#### [Excerpted text]
-- start --

ISSUES: Lindahl lays down the line

08 August 1997
SPECIAL REPORT POWER

HE HEADS one of the world's largest electrical engineering companies and knows more than a thing or two about the global power market. Goeran Lindahl is also very familiar with the Middle East and North Africa (MENA). Now president and chief executive of Zurich-based ABB Asea Brown Boveri, Lindahl previously looked after group interests in the MENA region. He also has a trenchant message for those in authority in MENA who are planning for the future.

'We cannot continue with the business as usual idea,' Lindahl says*. 'A dramatic rethink is required. The scale of the challenge is enough to review the whole process.' The region needs an estimated $150,000 million to upgrade its infrastructure over the next 15 years and governments simply have no alternative but to seek out a new approach to financing. Greater private sector investment holds the key.

-- end --

#### [Given exercise]
According to the Lindahl article, how much money does the MENA region need to upgrade its infrastructure over the next 15 years? The lines after the Lindahl article are separate material.

#### [Supplied material]
-- start --

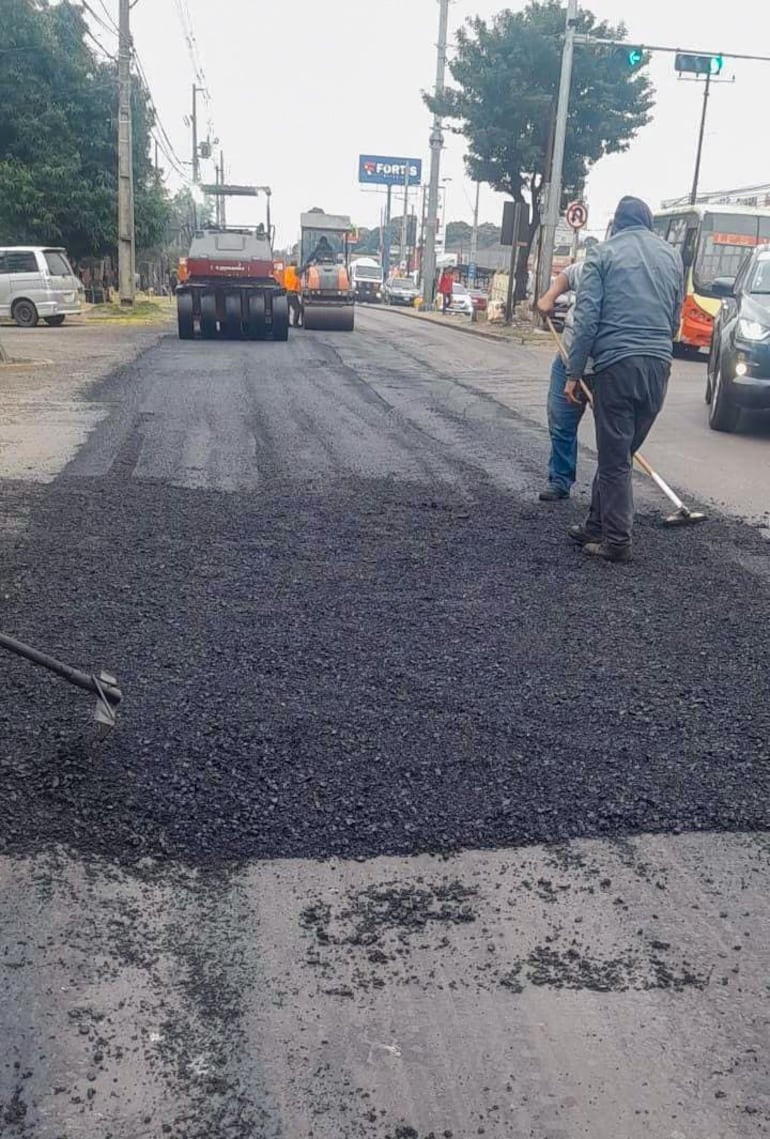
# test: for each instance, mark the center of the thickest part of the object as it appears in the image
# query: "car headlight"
(753, 330)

-- end --

#### [Response]
An estimated $150,000 million.